* _Exercise requirements_: Once the line containing "Query: concrete plaza" is found, copy that line and all remaining lines of the records exactly, including the last one, and add nothing.

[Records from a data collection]

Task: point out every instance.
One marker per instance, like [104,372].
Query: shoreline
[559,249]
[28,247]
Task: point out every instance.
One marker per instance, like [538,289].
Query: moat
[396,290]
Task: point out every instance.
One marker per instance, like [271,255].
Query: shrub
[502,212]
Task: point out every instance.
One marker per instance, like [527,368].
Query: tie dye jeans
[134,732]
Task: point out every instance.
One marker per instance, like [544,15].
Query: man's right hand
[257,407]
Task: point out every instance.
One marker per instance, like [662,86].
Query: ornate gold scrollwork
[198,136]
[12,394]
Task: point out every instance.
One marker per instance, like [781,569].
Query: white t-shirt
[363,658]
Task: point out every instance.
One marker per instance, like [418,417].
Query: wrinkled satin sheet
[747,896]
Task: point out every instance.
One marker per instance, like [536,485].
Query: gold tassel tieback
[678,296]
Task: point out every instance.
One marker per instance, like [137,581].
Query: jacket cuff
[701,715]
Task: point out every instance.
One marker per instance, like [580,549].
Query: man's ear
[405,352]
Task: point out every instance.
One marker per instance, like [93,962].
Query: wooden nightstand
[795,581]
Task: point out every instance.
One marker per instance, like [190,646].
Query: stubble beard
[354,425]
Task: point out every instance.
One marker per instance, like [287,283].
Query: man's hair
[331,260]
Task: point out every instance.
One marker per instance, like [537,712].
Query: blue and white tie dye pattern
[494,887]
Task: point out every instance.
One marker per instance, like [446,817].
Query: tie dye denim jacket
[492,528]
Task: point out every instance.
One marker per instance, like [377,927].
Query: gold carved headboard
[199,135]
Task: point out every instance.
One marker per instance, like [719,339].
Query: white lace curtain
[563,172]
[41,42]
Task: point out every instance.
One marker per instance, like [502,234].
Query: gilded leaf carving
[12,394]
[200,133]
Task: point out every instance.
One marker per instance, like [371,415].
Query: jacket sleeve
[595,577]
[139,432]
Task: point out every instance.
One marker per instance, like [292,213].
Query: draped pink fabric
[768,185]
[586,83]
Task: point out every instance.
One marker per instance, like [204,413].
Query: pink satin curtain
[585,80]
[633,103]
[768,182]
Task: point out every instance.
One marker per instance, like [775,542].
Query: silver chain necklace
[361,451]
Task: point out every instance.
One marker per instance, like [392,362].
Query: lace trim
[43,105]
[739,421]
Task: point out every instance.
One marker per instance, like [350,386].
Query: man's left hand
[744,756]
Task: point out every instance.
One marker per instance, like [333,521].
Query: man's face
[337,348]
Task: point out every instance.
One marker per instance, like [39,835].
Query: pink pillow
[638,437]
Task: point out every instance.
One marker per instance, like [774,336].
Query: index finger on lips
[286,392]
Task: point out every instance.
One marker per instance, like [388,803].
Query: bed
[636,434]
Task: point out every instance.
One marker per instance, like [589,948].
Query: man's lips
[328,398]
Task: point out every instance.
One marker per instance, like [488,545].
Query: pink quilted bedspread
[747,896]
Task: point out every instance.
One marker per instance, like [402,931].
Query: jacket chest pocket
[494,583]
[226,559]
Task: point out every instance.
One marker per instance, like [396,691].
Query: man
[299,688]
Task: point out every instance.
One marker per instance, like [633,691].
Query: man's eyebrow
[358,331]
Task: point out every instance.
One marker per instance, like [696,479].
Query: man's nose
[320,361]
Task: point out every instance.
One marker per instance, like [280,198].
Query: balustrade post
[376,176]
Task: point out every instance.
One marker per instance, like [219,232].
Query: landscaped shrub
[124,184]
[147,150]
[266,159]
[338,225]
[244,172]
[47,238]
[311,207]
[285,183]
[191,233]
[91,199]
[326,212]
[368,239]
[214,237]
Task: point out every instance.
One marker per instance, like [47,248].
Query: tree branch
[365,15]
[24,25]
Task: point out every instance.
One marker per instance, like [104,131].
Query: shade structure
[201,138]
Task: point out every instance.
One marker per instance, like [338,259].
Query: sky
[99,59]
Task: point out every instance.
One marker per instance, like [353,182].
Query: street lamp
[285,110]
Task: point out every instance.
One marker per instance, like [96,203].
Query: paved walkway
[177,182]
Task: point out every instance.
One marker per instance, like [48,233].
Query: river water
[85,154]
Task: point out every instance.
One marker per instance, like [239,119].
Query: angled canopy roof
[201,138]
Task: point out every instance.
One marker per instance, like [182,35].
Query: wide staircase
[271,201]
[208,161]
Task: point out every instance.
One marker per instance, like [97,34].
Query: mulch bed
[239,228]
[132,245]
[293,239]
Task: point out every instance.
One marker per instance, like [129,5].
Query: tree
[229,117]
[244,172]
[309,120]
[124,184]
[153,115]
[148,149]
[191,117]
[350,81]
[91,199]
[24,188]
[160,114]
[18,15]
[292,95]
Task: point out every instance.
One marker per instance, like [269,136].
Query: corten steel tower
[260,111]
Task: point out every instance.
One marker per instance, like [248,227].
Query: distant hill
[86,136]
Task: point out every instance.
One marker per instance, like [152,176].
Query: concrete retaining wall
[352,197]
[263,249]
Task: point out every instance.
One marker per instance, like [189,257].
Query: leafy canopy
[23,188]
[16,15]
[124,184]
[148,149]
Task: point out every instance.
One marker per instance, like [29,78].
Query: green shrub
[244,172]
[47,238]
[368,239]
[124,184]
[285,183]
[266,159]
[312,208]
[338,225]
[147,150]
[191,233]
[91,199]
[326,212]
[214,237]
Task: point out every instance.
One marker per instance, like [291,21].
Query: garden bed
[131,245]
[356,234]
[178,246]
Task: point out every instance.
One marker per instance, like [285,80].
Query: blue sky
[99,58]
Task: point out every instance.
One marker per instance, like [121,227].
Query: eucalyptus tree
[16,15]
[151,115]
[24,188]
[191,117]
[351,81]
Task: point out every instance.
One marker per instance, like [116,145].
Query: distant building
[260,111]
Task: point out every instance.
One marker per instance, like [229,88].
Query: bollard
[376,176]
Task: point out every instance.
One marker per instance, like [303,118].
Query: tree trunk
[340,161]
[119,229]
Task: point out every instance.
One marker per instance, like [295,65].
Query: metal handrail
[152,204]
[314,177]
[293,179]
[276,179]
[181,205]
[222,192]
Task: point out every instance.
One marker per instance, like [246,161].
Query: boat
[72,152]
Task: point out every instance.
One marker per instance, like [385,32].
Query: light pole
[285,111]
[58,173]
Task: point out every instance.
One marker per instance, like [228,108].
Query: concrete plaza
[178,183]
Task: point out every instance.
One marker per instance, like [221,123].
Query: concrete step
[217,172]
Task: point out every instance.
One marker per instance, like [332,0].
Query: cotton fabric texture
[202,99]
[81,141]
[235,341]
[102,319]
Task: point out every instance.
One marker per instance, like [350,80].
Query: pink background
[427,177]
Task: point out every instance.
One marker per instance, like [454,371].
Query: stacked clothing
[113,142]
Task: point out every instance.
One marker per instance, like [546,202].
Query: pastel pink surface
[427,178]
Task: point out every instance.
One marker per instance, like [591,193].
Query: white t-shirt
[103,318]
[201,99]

* _Worked solution_:
Query: concrete plaza
[178,183]
Task: point out every instance.
One marker per instance, like [221,123].
Query: concrete step
[217,172]
Task: point out every instance.
One marker per instance, like [332,0].
Query: cotton fabric texture
[202,99]
[81,141]
[235,341]
[102,319]
Task: point out every instance.
One marker per instance, like [350,80].
Query: pink background
[427,177]
Task: point out every instance.
One marker per instance, like [454,371].
Query: stacked clothing
[113,142]
Task: point out every instance.
One marker per instance, like [546,202].
Query: pastel pink surface
[427,178]
Task: point out every instance.
One marker per instance, like [591,193].
Query: white t-shirt
[103,318]
[201,99]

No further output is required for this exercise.